Aim of the exercise :: Reproduce every one of the following rows verbatim, preserving each character, line break, and coordinate value without alteration.

Provided data ::
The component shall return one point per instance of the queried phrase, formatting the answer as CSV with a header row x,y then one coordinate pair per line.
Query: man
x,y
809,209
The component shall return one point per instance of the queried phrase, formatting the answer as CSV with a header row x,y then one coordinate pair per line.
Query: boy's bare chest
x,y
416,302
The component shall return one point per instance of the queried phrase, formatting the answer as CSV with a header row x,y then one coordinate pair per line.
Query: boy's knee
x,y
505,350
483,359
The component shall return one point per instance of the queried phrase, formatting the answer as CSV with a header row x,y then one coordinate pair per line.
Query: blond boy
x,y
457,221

Solution to the exercise ::
The component shall return one point per instance of the queried phrase, formatting the answer as CSV with a header row x,y then one coordinate pair per line.
Query: man
x,y
809,209
The component shall return one point per instance of the queried phrase, formatting the answer as CSV with a header row x,y then one coordinate pair per line.
Query: boy's bare chest
x,y
416,302
The component shall return one point per instance of the queried phrase, formatting the answer as CSV with a header row x,y then one coordinate pair per line.
Query: boy's knee
x,y
505,350
483,359
The component shall return one point per instance of the queried phrase, formatting the answer as CSV with a header row x,y then one coordinate pair per line.
Query: blond boy
x,y
457,221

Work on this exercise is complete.